**EXERCISE GOAL**
The response must be a precise copy of the records that follow.

· · · ·

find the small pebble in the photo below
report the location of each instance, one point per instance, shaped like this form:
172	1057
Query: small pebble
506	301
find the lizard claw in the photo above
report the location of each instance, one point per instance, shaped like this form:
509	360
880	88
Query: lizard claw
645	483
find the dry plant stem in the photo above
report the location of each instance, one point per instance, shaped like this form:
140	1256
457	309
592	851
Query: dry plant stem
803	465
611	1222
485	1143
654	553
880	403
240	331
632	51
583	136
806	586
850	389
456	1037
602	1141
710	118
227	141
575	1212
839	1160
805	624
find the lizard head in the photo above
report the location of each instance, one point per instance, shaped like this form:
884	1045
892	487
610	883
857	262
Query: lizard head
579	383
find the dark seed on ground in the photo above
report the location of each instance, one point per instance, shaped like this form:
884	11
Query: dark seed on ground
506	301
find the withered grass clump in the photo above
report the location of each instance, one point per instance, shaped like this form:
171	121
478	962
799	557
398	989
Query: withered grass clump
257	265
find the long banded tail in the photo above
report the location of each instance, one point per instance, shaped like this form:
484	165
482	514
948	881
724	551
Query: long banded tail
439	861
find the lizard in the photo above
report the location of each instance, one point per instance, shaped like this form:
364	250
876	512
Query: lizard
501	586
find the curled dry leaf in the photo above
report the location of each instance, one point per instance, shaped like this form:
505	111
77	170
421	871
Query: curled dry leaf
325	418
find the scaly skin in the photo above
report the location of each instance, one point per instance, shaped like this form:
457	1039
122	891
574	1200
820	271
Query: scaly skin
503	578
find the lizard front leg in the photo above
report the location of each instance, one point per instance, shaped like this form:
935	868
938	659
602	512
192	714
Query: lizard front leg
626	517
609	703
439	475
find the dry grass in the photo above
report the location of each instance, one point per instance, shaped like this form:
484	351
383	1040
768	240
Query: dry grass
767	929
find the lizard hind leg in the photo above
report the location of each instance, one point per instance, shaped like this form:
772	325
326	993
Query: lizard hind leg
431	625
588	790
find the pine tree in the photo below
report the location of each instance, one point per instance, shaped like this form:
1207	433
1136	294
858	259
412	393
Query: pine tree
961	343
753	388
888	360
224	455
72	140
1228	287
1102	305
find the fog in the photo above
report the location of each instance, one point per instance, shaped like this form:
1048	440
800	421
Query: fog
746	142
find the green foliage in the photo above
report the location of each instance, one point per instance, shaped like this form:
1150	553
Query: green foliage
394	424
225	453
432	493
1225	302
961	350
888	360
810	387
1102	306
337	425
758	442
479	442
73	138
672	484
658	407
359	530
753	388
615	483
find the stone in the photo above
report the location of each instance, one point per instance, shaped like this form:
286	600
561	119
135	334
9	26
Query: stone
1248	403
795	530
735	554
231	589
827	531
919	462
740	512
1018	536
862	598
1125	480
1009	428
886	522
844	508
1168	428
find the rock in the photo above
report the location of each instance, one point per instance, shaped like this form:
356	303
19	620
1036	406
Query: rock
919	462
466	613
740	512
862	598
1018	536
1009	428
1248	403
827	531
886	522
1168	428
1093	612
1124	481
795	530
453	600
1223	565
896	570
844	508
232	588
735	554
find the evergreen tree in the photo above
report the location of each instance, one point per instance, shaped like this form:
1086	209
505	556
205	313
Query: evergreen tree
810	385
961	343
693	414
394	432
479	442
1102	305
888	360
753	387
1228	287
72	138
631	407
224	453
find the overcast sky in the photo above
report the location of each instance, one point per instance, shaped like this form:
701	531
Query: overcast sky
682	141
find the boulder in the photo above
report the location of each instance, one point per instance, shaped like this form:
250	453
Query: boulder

· · · ·

**RESPONSE**
find the small pebble in the photo below
report the location of each instance, one point per instance, shaped like this form:
172	1057
Query: small pebble
506	301
find the lizard claw in the photo above
report the location of each instance, one point per instance, shaped like this form:
509	360
880	88
Query: lizard claw
645	483
find the dry plant stem in the photo above
report the location of each instance, one point per instance, shaped like this form:
140	1256
457	309
592	851
Query: dry plant stem
803	465
611	1222
485	1143
654	553
880	403
240	331
632	51
583	136
806	586
850	389
456	1037
602	1141
710	118
227	141
575	1212
839	1160
805	624
find the lizard head in the photo above
report the location of each instance, one point per instance, shaped like this form:
884	1045
892	487
610	883
857	262
Query: lizard head
579	383
find the dark seed on ground in the photo above
report the location of each instance, one point per instance, shaped like this form:
884	11
Query: dark seed on ground
506	301
find the withered grass clump in the photo above
report the location of each instance, one point per instance, shaped like this form:
171	121
478	962
799	557
398	989
Query: withered grass clump
257	265
find the long banded tail in the photo above
report the location of each instance, one point per instance, shaped like this form:
484	165
482	514
948	881
724	551
Query: long banded tail
439	861
find the lizard in the photo above
report the location of each instance, one point per instance, shaped like this form:
364	250
876	512
Query: lizard
501	586
find the curled dry leaf in the photo above
report the location of each instance, one point per instance, shaped like this form:
505	111
77	170
421	871
Query: curled dry leaf
325	418
find the scaly skin in the photo above
report the location of each instance, one point per instance, shaped like this form:
457	1039
122	891
574	1200
820	271
Query: scaly skin
503	578
find the lizard front leg in the photo above
report the location of each instance, one point per instance, shaped like this form:
935	868
938	659
602	512
192	714
Query: lizard front leg
626	517
609	703
439	475
find the dry grass in the photo above
report the location of each instance, one point per instance, shaped like this form:
484	351
383	1040
768	240
Query: dry grass
767	929
find the lizard hind leg in the photo above
report the location of each instance, one point per instance, shaped like this form:
772	325
326	993
Query: lizard hind leg
431	625
588	790
find the pine tree in the photo below
report the location of each instance, one point per instance, shaped like this form:
1207	433
1136	294
858	259
412	393
Query: pine tree
961	343
753	388
888	360
224	455
72	140
1228	287
1102	305
find the fog in the photo above
report the location of each instance, one point per instance, shaped like this form:
1048	440
800	421
Query: fog
746	142
find the green foliage in the photo above
report the location of each instance, one point per instance, shaped like this form:
1150	553
Query: green foliage
394	424
225	453
432	493
1225	302
961	350
888	360
810	387
1102	306
337	425
758	442
479	442
73	138
672	484
658	407
359	530
753	388
615	483
find the stone in the photo above
report the location of each instance, one point per instance, shaped like this form:
286	600
561	119
135	334
9	26
Query: stone
1248	403
795	530
735	554
231	589
827	531
919	462
740	512
1018	536
862	598
1125	480
1009	428
886	522
844	508
1168	428
find the rock in the photo above
report the location of each instance, one point per instance, shaped like this form:
356	303
19	620
1036	406
Query: rock
919	462
466	613
740	512
862	598
1018	536
1009	428
1248	403
827	531
886	522
1168	428
1093	612
1124	481
795	530
453	600
1223	565
896	570
844	508
232	588
735	554
find the evergreen tree in the photo above
report the location of each instance, one point per instance, shaped like this form:
1086	209
505	556
205	313
Query: evergreen tree
810	385
961	343
693	414
394	432
479	442
1102	305
888	360
753	387
1228	287
72	138
631	407
224	453
find the overcast sky in the photo above
report the location of each instance, one point per instance, shaped like this form:
701	531
Query: overcast sky
682	141
find the boulder in the photo above
report the location of each instance, one point per instance, shaped like this form:
250	453
Query: boulder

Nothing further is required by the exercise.